(Excerpts from point annotation data)
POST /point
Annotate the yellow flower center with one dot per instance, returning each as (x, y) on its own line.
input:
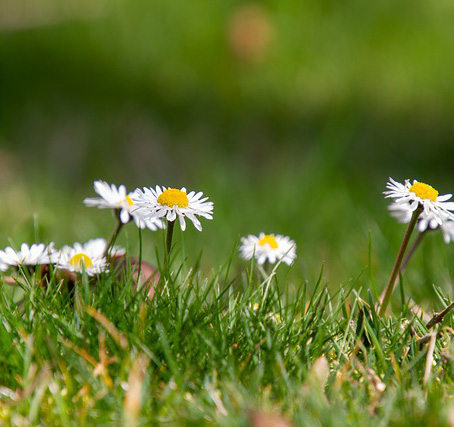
(129, 201)
(80, 260)
(173, 197)
(424, 191)
(268, 240)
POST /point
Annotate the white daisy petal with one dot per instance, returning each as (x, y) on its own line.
(410, 196)
(88, 257)
(172, 203)
(268, 247)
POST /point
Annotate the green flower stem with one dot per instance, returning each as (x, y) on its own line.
(412, 250)
(114, 236)
(396, 269)
(140, 257)
(170, 226)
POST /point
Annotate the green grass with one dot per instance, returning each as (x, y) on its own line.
(221, 343)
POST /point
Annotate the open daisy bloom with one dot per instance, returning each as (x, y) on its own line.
(411, 196)
(268, 247)
(88, 257)
(117, 198)
(420, 205)
(170, 203)
(403, 214)
(36, 254)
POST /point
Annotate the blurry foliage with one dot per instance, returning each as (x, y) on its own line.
(289, 115)
(93, 87)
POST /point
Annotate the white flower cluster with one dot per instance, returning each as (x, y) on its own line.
(436, 213)
(89, 257)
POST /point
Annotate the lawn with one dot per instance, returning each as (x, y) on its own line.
(223, 341)
(290, 117)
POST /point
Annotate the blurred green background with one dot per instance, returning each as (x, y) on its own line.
(289, 115)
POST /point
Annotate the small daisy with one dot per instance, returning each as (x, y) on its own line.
(117, 198)
(403, 214)
(170, 203)
(420, 194)
(88, 257)
(36, 254)
(268, 247)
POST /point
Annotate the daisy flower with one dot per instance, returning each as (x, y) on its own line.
(170, 203)
(117, 198)
(88, 257)
(268, 247)
(403, 214)
(36, 254)
(419, 194)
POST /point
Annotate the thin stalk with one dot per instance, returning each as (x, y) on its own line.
(114, 236)
(396, 269)
(140, 257)
(412, 250)
(170, 227)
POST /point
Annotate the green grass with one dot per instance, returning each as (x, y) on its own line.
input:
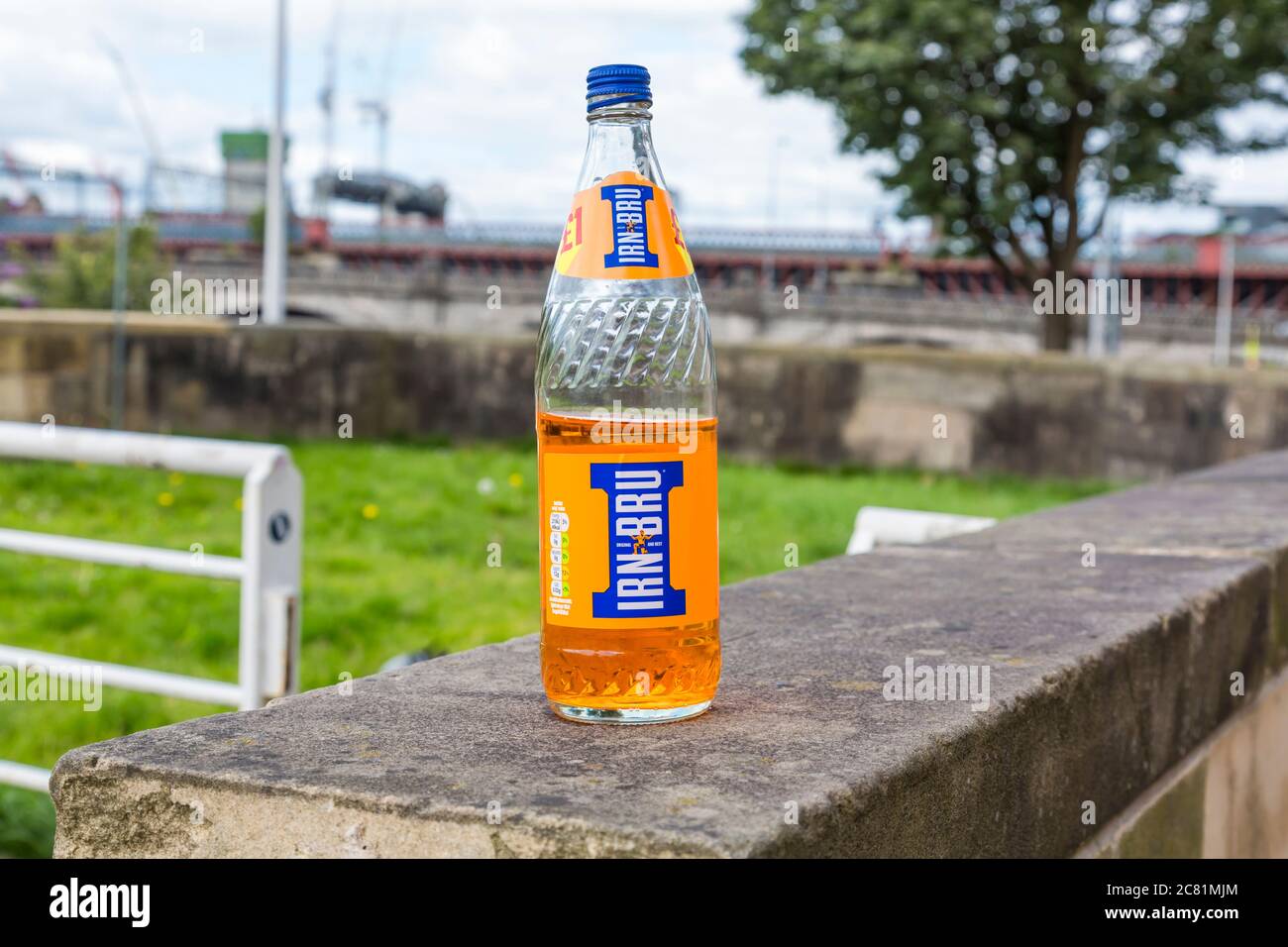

#### WHAT THE TASK ASKS:
Count the lines in the records above that contain the word "flower", and reply with that number alone.

#### RESPONSE TO THE EXERCISE:
4